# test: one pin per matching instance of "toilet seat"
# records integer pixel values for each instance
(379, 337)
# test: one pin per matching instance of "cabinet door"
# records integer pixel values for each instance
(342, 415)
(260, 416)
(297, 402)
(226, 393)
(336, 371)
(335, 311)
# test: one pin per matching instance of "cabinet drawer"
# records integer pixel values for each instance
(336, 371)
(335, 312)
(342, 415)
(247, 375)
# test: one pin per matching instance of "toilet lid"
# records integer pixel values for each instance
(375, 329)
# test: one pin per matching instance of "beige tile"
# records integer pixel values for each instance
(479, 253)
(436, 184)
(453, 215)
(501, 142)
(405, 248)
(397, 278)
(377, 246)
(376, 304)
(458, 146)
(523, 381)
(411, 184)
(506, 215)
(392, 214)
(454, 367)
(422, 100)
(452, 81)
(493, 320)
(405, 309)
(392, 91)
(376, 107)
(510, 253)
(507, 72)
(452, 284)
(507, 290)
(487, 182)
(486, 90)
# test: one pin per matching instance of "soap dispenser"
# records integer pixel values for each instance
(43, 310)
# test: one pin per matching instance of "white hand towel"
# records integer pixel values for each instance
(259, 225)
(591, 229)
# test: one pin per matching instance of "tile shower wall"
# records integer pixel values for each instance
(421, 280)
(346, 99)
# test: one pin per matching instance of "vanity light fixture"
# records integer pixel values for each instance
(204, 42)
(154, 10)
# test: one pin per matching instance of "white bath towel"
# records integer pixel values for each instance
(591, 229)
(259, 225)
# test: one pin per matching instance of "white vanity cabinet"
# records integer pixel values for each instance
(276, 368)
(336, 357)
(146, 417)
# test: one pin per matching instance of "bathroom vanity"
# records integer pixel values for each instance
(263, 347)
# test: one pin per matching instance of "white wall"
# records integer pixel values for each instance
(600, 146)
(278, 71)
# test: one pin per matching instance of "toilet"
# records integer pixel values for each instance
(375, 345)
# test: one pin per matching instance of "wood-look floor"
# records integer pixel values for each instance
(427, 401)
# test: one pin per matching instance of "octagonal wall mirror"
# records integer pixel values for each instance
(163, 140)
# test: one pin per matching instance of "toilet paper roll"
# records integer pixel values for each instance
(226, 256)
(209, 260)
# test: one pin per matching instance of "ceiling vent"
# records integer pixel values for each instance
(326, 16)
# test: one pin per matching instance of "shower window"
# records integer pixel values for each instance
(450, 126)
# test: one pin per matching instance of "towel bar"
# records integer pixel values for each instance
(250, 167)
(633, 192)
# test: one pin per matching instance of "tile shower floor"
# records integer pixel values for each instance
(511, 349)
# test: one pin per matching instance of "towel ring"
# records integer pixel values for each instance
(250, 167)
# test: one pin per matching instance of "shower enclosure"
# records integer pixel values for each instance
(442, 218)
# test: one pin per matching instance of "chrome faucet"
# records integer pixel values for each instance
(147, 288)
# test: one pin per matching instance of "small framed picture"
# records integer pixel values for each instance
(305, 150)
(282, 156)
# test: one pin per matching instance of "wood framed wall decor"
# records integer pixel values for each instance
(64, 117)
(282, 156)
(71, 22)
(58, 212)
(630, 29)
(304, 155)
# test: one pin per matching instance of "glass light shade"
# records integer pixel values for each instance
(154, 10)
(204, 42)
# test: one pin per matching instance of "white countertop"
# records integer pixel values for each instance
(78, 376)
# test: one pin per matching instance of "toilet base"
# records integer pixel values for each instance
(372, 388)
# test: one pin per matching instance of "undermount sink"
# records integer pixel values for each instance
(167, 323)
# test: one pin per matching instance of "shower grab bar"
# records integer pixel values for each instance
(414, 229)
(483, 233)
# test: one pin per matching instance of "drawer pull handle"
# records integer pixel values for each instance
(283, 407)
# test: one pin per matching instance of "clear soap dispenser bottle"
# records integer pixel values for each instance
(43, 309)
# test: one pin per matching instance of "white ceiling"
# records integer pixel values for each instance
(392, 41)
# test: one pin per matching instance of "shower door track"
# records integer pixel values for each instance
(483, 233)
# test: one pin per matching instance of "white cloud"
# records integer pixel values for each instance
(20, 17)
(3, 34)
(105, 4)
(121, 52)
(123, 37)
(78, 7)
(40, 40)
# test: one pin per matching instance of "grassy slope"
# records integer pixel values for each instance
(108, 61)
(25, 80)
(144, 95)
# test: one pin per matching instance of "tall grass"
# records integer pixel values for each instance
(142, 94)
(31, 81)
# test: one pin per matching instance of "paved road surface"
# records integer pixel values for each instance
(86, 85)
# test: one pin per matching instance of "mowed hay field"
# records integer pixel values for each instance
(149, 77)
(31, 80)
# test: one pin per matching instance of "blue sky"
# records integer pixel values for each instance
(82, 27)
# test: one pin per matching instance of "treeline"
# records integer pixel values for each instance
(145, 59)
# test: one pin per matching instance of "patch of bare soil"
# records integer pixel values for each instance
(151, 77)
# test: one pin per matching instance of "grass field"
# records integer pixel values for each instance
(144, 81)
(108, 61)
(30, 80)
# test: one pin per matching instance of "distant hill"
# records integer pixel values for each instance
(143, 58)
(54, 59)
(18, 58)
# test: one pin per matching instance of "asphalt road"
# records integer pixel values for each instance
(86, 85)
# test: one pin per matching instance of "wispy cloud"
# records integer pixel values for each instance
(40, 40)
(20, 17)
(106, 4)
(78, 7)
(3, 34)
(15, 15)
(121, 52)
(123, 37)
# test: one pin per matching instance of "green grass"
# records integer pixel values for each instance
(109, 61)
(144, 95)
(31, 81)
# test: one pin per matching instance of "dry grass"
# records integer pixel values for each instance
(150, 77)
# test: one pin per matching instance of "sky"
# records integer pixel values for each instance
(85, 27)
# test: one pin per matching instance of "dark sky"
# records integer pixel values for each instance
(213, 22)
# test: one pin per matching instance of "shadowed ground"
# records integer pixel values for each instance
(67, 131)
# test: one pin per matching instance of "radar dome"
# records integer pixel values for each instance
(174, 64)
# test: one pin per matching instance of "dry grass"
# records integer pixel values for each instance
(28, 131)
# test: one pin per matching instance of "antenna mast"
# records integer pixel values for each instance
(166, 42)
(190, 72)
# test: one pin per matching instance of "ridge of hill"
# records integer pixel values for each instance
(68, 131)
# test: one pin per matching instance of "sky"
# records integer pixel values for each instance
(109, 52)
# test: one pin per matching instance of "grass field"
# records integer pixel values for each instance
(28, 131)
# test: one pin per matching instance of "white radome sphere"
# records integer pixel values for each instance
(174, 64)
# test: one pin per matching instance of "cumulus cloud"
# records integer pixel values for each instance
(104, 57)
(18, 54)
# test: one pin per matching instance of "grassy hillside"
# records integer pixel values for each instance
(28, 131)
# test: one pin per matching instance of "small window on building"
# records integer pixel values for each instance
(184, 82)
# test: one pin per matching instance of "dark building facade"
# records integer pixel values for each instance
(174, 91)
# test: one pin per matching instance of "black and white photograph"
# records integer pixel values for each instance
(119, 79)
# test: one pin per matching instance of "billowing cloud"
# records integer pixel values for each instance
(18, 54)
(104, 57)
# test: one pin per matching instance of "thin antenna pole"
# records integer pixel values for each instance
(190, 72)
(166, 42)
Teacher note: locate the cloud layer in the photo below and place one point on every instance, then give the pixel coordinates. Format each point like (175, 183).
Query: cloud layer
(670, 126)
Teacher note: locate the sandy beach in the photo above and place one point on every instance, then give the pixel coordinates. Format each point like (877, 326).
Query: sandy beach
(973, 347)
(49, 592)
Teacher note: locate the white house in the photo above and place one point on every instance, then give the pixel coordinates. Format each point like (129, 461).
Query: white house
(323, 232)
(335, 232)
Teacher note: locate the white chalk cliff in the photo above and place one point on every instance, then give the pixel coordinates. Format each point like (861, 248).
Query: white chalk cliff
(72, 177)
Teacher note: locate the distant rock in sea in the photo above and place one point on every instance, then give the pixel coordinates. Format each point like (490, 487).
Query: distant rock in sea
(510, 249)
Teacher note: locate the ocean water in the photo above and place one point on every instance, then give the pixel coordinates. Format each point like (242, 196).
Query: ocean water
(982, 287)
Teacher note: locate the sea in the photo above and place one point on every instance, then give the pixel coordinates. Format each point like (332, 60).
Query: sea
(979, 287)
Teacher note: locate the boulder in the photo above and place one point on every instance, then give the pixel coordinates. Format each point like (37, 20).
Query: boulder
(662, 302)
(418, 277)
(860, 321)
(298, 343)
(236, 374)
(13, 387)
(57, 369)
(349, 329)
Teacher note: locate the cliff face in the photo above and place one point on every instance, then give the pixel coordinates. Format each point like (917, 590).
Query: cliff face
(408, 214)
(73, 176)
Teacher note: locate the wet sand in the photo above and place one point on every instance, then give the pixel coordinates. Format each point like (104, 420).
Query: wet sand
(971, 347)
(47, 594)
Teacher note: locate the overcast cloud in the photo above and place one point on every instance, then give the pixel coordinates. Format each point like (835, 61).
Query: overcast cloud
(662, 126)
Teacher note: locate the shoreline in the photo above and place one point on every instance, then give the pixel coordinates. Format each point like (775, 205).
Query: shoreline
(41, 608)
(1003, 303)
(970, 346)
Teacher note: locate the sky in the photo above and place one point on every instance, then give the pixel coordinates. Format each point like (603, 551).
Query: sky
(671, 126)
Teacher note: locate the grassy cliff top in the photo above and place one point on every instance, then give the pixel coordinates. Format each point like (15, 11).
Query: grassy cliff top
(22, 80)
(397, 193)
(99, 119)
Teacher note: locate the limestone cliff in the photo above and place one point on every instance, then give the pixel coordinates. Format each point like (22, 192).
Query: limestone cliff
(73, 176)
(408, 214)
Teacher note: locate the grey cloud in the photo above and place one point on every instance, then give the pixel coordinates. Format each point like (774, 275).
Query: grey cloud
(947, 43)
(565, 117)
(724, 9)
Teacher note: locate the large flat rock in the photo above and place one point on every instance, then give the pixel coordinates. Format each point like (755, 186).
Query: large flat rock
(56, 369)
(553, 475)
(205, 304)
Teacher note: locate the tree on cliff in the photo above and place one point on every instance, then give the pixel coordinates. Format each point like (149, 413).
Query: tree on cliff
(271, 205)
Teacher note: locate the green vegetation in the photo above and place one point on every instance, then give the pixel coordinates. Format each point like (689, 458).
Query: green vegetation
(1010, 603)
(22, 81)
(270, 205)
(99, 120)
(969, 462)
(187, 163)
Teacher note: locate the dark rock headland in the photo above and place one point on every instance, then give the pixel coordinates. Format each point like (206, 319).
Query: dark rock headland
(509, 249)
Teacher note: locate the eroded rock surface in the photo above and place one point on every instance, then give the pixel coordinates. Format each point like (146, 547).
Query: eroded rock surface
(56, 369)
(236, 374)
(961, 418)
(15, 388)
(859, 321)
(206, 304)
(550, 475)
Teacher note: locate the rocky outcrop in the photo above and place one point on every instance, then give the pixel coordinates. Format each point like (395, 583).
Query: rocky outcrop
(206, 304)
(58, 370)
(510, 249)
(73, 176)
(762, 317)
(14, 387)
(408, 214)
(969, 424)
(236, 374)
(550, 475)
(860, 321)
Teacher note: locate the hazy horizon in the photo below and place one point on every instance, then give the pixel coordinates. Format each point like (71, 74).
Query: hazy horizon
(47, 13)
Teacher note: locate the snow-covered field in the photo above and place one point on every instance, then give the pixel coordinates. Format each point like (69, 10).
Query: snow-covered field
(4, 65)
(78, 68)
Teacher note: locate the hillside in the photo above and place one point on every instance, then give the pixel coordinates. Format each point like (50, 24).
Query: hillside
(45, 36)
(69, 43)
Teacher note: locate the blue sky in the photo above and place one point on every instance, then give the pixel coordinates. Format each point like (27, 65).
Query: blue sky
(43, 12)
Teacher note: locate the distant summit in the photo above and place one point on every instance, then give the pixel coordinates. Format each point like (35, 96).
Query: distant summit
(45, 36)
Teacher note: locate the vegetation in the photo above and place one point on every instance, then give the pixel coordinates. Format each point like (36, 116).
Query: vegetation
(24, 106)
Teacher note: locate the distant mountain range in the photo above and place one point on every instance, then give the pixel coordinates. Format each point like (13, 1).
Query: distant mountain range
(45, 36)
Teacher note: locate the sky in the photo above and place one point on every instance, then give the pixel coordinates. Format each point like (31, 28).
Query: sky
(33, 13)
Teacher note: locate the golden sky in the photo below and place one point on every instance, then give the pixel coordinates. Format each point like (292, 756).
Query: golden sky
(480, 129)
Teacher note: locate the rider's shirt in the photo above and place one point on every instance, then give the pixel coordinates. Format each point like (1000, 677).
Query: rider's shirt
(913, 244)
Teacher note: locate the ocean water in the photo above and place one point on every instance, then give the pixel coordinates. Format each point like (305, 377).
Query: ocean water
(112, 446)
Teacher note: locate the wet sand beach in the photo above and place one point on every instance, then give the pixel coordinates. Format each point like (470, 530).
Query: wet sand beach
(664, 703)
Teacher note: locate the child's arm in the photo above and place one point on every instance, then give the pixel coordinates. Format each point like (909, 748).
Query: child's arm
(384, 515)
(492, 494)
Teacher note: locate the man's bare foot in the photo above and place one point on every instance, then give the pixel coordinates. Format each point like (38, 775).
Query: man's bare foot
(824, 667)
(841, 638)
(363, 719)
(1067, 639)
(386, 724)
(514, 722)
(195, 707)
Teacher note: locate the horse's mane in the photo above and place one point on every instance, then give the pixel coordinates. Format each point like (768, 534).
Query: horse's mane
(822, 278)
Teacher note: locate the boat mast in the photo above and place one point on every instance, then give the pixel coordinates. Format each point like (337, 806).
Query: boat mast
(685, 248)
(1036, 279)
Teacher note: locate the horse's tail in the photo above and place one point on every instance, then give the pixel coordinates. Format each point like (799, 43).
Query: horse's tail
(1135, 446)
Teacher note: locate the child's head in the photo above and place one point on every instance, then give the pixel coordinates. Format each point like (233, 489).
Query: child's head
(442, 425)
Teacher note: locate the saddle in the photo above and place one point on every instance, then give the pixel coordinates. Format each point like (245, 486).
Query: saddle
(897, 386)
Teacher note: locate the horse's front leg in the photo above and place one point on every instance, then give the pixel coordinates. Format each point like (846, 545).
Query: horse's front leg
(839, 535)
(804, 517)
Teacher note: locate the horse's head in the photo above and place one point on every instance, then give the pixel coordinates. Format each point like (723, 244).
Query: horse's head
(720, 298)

* _PROBLEM DESCRIPTION_: Make an exact copy of every line from the one with "Teacher note: locate the boat" to the end of the data, with the first and last of those lines included.

* _EXPECTED ANSWER_:
Teacher note: locate the boat mast in the photo above and place one point on every instance, then give the pixel coordinates. Format each point like (337, 806).
Query: boat mast
(685, 248)
(1036, 279)
Teacher note: locate the horse's tail in the photo above and place one point on every instance, then give the pixel coordinates. Format each point like (799, 43).
Query: horse's tail
(1135, 446)
Teacher note: locate the child's head in the photo above and place one point on every instance, then give the pixel coordinates. Format each point like (233, 489).
Query: child's head
(442, 425)
Teacher note: locate the saddle in the photo above and place one point on every instance, then give the pixel coordinates. Format each point like (245, 486).
Query: saddle
(897, 386)
Teacher note: locate the horse's front leg in the photo above and place one point on every instance, then give the pixel coordinates. Format each point like (846, 545).
Query: horse's front leg
(839, 535)
(804, 517)
Teacher note: locate the horse's head in the photo above and place one point on every instance, then give the pixel coordinates. Format each point like (723, 244).
Query: horse's head
(720, 298)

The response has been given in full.